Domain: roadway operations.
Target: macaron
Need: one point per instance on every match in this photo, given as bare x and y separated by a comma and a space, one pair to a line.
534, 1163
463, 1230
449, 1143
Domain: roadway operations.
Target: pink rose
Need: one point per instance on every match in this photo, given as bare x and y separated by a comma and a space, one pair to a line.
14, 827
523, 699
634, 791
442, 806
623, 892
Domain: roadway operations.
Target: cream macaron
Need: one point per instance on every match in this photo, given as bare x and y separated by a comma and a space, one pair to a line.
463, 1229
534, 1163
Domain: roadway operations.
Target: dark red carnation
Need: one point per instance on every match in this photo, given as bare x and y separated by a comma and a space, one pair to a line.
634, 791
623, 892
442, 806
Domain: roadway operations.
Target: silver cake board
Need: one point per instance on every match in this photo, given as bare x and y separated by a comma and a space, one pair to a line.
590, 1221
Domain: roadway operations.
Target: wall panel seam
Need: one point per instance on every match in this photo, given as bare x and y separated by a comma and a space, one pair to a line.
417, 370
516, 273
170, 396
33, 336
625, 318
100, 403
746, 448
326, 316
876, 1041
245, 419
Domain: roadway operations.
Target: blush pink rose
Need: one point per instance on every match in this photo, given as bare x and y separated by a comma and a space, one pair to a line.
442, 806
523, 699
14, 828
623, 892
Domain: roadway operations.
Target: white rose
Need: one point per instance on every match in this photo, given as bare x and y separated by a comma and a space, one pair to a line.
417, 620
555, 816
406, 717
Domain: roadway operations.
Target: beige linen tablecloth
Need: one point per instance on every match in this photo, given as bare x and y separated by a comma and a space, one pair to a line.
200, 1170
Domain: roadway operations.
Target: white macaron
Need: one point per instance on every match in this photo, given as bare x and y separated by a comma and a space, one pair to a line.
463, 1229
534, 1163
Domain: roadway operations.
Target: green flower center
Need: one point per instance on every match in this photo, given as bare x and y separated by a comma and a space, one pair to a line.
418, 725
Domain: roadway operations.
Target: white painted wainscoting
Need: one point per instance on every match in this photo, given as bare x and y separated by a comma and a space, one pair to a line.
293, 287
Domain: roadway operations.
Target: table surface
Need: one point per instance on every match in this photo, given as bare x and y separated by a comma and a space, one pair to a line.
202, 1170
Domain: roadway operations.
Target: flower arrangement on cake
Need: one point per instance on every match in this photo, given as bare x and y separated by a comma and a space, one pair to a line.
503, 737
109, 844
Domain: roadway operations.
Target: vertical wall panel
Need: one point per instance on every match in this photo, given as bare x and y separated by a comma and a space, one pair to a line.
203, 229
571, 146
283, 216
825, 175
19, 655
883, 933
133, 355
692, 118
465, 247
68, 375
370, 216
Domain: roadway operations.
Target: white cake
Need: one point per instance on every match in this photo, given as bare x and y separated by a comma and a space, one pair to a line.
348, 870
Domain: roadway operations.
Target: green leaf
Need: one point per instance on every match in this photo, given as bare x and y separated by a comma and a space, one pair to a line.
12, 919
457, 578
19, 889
────────
• AIM OF THE TASK: Lines of the listing above that contain the word "green" must all be copied.

• ANSWER SECTION:
Target: green flower center
Target: green leaf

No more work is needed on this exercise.